WHAT TO PRODUCE: Output word for word the lines from the one with "Put a point on every instance of the halter cheek" to the final line of the data, both ends included, but skip the pictures.

(Image point grounding data)
● ● ● ●
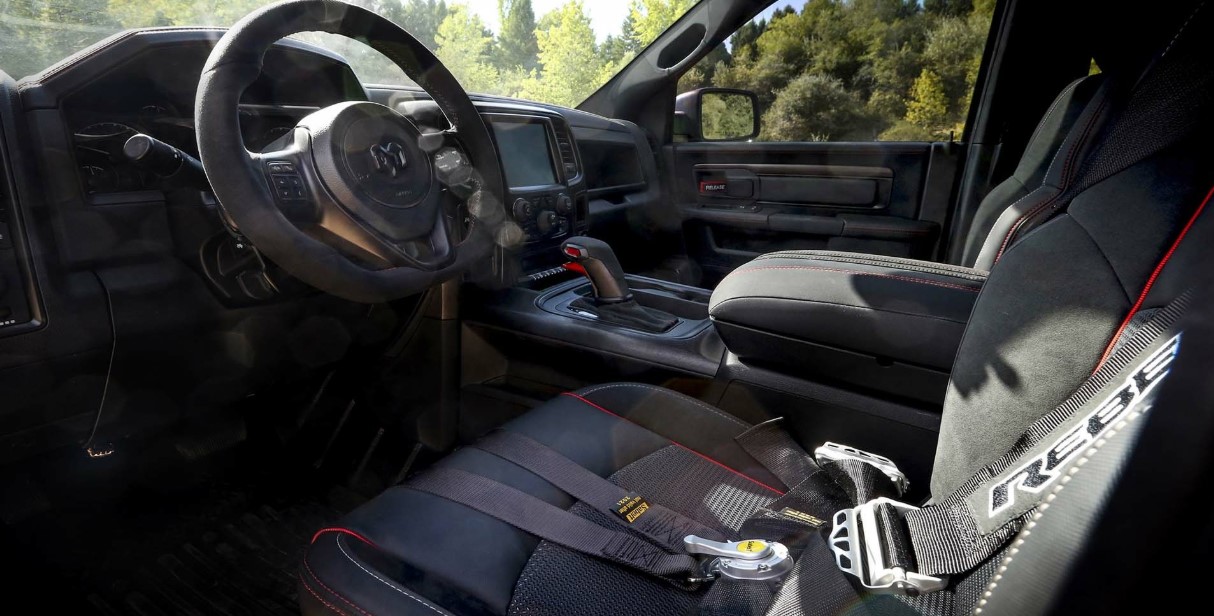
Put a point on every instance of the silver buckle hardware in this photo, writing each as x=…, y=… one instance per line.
x=834, y=452
x=856, y=543
x=747, y=559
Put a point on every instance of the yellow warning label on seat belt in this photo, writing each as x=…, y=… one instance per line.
x=631, y=507
x=801, y=516
x=752, y=546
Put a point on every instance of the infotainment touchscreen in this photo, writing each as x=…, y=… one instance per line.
x=525, y=152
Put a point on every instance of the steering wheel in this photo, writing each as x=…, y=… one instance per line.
x=351, y=199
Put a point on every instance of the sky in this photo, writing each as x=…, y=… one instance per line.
x=606, y=16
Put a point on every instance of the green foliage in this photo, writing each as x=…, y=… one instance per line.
x=517, y=46
x=650, y=18
x=419, y=17
x=571, y=68
x=726, y=116
x=465, y=46
x=817, y=108
x=903, y=69
x=829, y=69
x=34, y=34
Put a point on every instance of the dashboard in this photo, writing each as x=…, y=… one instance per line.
x=98, y=254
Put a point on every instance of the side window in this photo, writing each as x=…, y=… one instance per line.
x=855, y=69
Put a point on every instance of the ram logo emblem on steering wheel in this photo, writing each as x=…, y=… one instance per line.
x=389, y=158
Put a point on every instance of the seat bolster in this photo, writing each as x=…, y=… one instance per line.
x=458, y=559
x=345, y=572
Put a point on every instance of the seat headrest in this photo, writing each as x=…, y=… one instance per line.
x=1125, y=38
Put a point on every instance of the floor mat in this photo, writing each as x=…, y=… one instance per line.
x=242, y=566
x=165, y=529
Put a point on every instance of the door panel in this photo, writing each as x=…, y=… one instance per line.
x=744, y=199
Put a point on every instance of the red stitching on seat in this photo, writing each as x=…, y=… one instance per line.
x=344, y=531
x=327, y=604
x=1150, y=282
x=906, y=278
x=339, y=595
x=1065, y=184
x=738, y=473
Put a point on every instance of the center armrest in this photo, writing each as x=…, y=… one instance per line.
x=894, y=310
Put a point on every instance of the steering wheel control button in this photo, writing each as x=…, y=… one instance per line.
x=523, y=210
x=281, y=167
x=289, y=186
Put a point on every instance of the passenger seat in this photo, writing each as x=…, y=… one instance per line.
x=1034, y=164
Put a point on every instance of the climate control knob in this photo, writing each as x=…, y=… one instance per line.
x=523, y=210
x=545, y=221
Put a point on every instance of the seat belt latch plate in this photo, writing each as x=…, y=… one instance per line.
x=747, y=559
x=856, y=541
x=835, y=452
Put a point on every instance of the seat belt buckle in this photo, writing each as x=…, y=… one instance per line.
x=747, y=559
x=835, y=452
x=856, y=541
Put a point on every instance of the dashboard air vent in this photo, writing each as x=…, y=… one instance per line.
x=568, y=151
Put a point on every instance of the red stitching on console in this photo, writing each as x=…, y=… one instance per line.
x=676, y=444
x=342, y=531
x=906, y=278
x=339, y=595
x=1150, y=282
x=327, y=604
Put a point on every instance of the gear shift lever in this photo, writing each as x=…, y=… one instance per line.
x=613, y=301
x=599, y=264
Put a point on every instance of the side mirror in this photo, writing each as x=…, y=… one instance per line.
x=718, y=114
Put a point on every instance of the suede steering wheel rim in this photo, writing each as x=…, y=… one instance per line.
x=351, y=199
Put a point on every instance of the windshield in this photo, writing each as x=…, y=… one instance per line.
x=556, y=51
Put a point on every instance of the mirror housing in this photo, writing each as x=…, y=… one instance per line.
x=716, y=114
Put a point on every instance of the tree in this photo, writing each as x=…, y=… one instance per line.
x=742, y=43
x=517, y=46
x=650, y=18
x=571, y=67
x=35, y=34
x=464, y=45
x=948, y=7
x=928, y=107
x=419, y=17
x=816, y=107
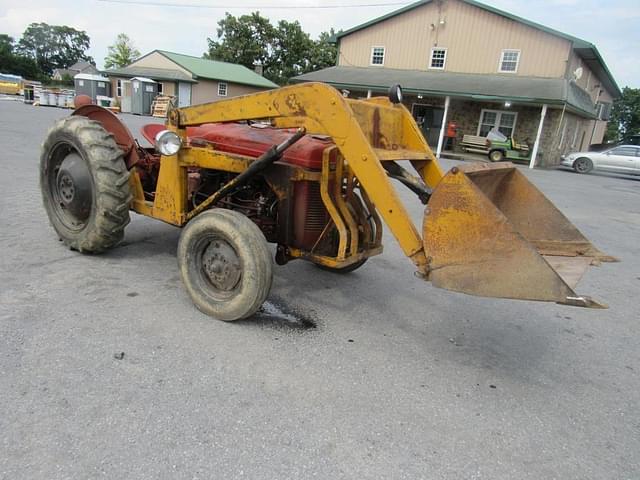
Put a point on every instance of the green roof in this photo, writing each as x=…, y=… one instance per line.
x=581, y=46
x=496, y=88
x=215, y=70
x=152, y=73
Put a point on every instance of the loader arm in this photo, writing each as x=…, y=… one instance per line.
x=487, y=230
x=366, y=133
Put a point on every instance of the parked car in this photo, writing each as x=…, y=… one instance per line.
x=620, y=159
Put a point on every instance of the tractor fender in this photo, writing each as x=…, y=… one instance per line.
x=112, y=124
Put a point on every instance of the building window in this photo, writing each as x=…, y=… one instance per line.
x=377, y=55
x=603, y=111
x=509, y=61
x=505, y=122
x=438, y=58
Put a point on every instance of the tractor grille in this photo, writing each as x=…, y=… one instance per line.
x=309, y=214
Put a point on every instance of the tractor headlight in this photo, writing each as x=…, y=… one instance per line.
x=168, y=142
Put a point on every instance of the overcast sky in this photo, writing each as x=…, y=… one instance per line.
x=613, y=26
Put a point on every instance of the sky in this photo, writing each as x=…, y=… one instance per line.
x=184, y=25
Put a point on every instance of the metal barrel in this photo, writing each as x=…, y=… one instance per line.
x=488, y=231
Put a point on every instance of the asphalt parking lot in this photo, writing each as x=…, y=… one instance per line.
x=372, y=375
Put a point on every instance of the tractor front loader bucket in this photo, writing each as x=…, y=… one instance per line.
x=488, y=231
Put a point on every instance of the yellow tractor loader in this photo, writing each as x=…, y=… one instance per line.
x=309, y=170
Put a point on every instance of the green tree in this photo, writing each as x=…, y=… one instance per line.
x=625, y=115
x=54, y=46
x=284, y=51
x=246, y=40
x=122, y=53
x=11, y=62
x=291, y=50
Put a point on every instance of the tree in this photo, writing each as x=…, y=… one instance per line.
x=290, y=52
x=284, y=51
x=324, y=53
x=54, y=46
x=12, y=63
x=246, y=40
x=121, y=53
x=625, y=115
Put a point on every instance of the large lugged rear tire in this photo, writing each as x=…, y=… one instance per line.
x=225, y=264
x=84, y=185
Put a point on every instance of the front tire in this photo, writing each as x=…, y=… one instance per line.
x=225, y=264
x=583, y=165
x=84, y=184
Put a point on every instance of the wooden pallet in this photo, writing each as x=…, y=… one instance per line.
x=160, y=106
x=474, y=143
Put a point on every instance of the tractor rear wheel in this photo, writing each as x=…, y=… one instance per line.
x=84, y=185
x=225, y=264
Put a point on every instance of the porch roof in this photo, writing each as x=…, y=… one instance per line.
x=154, y=73
x=499, y=88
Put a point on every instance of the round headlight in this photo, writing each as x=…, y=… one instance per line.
x=168, y=142
x=395, y=93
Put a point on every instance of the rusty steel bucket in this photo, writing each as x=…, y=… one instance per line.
x=488, y=231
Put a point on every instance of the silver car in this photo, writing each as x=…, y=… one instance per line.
x=620, y=159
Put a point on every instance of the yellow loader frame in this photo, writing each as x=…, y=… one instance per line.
x=487, y=230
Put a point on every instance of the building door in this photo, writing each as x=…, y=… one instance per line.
x=429, y=118
x=184, y=94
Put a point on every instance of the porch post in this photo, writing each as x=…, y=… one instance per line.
x=443, y=127
x=534, y=153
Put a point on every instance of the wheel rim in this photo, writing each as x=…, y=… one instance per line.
x=219, y=267
x=71, y=187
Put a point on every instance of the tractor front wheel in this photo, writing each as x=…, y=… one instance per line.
x=84, y=184
x=225, y=264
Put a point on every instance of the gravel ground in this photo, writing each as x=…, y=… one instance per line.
x=370, y=375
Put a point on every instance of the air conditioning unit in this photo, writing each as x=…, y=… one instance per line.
x=603, y=110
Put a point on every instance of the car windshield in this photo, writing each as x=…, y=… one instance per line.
x=626, y=151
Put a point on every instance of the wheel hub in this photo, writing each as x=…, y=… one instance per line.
x=221, y=265
x=73, y=185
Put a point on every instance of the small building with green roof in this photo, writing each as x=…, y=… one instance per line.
x=193, y=80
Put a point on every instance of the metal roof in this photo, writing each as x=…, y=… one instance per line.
x=532, y=90
x=586, y=50
x=215, y=70
x=90, y=76
x=154, y=73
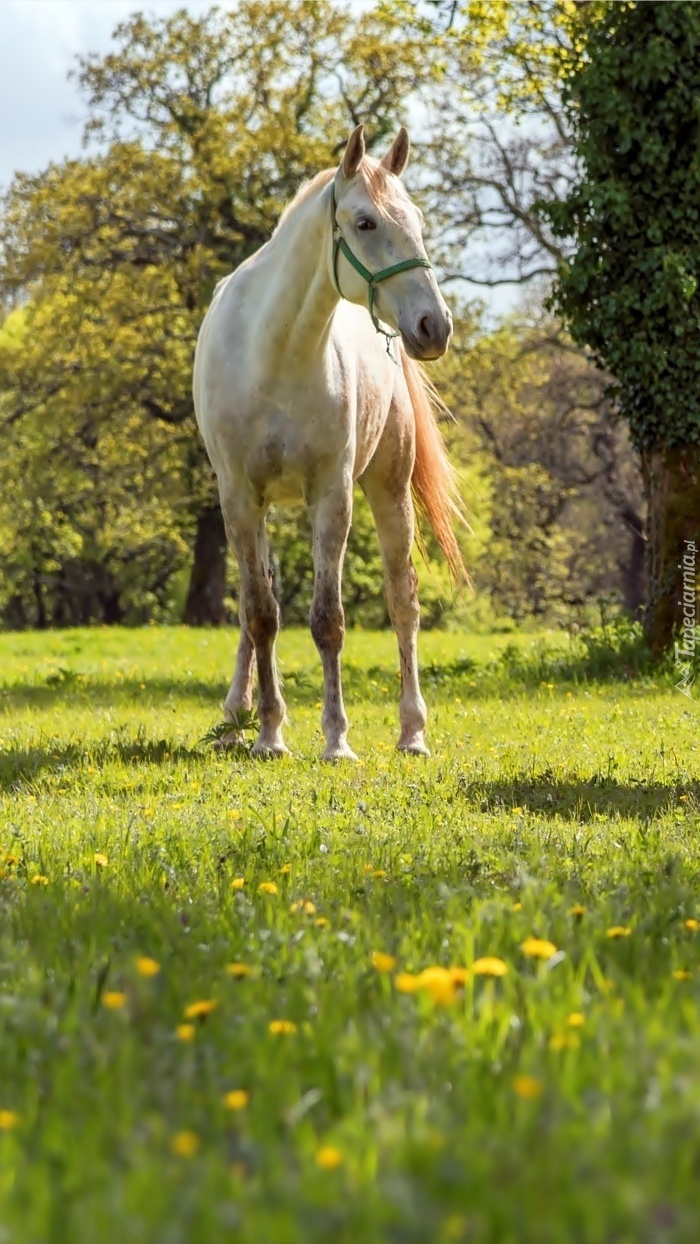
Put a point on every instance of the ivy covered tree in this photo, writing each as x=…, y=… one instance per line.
x=629, y=292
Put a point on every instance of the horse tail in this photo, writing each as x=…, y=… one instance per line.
x=434, y=482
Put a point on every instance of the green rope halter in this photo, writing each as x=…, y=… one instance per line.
x=372, y=279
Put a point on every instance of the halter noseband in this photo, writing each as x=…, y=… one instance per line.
x=372, y=279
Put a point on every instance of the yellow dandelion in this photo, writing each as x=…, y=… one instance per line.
x=526, y=1087
x=239, y=970
x=407, y=983
x=383, y=962
x=202, y=1009
x=438, y=983
x=538, y=948
x=489, y=967
x=236, y=1100
x=113, y=999
x=328, y=1157
x=184, y=1145
x=147, y=967
x=281, y=1026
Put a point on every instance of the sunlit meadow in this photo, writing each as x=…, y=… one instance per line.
x=404, y=1000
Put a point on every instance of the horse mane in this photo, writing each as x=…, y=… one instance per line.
x=434, y=482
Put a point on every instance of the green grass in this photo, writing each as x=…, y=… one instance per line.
x=488, y=1118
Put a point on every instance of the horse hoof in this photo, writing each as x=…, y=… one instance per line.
x=338, y=751
x=269, y=750
x=414, y=748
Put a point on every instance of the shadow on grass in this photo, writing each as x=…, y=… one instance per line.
x=577, y=798
x=20, y=765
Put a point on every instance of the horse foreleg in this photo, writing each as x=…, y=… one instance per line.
x=394, y=518
x=331, y=519
x=260, y=623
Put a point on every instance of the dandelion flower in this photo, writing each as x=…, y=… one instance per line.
x=184, y=1145
x=113, y=999
x=202, y=1009
x=538, y=948
x=489, y=967
x=527, y=1087
x=236, y=1100
x=328, y=1157
x=438, y=983
x=147, y=967
x=281, y=1026
x=383, y=962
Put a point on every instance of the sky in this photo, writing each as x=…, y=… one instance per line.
x=42, y=112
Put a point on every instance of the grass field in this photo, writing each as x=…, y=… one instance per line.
x=216, y=1020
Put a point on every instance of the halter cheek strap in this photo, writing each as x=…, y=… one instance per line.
x=372, y=279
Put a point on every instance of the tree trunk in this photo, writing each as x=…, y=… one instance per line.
x=204, y=605
x=672, y=477
x=634, y=571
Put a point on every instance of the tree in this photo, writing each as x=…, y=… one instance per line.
x=199, y=129
x=629, y=291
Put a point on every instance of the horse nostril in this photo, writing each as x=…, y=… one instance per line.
x=425, y=327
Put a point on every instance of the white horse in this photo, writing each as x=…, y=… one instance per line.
x=299, y=392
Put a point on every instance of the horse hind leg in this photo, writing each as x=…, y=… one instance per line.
x=394, y=519
x=260, y=625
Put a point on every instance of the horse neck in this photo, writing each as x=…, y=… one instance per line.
x=302, y=296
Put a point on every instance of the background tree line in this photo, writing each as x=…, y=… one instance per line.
x=198, y=132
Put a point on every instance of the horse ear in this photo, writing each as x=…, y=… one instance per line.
x=354, y=152
x=397, y=157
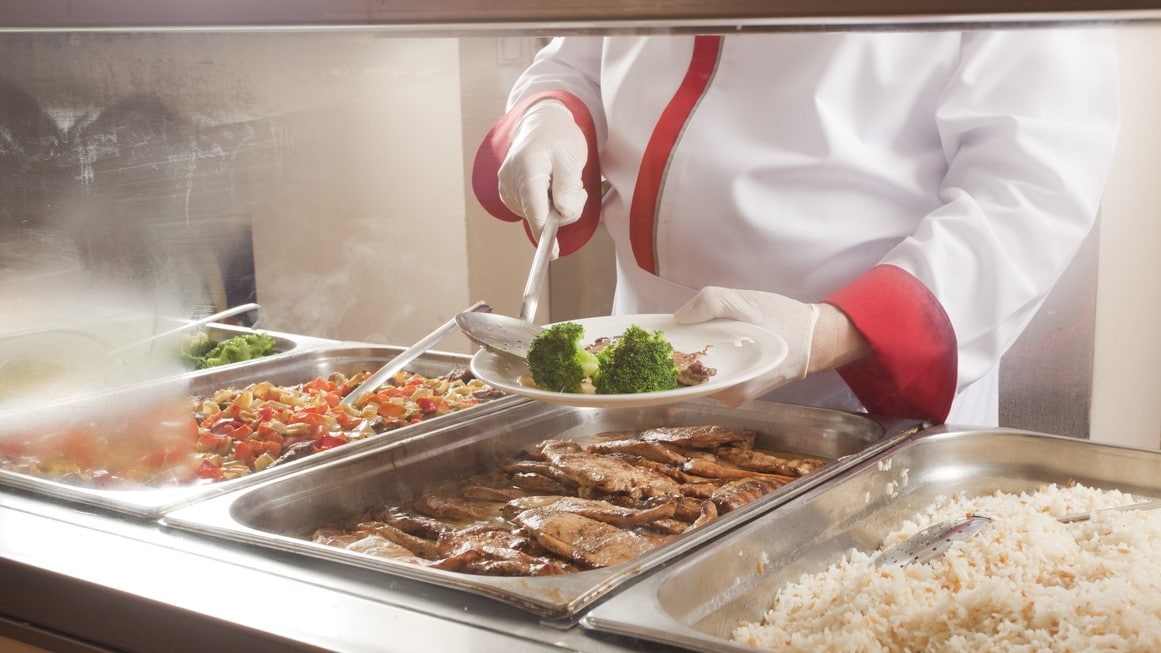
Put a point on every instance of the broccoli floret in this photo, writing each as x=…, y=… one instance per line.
x=201, y=352
x=639, y=361
x=557, y=359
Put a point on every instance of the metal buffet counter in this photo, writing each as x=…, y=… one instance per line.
x=223, y=567
x=187, y=568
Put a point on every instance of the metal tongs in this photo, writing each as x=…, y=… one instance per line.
x=409, y=354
● ● ● ●
SOLUTION:
Put a point on every instance of the halter cheek strap in this photo, writing each as x=…, y=… one instance per line.
x=372, y=279
Put a point on every instance of the tree trunk in this photo, writing each as x=…, y=… one instance per line.
x=204, y=605
x=672, y=477
x=634, y=571
Put a point on every instance of the tree in this photo, writing each as x=…, y=… one instance per line.
x=199, y=129
x=629, y=291
Put a point on every instance of the horse nostril in this photo, writing each as x=…, y=… one instance per line.
x=425, y=327
Put a point on every instance of the white horse in this photo, writing each as x=…, y=… one instance per line.
x=299, y=392
Put a point on every instance of the horse hind leg in this photo, writing each as x=…, y=… one instance per line.
x=394, y=519
x=260, y=625
Put a point on every instance of the horse neck in this photo, writing each as x=…, y=… one instance per line.
x=302, y=296
Put a point on every instance of the background tree line in this photo, writing each as x=…, y=… one instance per line.
x=198, y=132
Put a point on every instance of the horse ear in this photo, writing each as x=…, y=… one instance per line.
x=354, y=152
x=397, y=157
Put a point on every instance of the broccoli floret in this photo, writing each as x=…, y=… one instance per line.
x=201, y=352
x=639, y=361
x=557, y=359
Put a point on every instance of the metal buffet counter in this photo, writing each as x=…, y=… one instance per line.
x=223, y=567
x=187, y=568
Put a point on every instance of the metal tongs in this photo, writing each as x=…, y=… one instance per line.
x=409, y=354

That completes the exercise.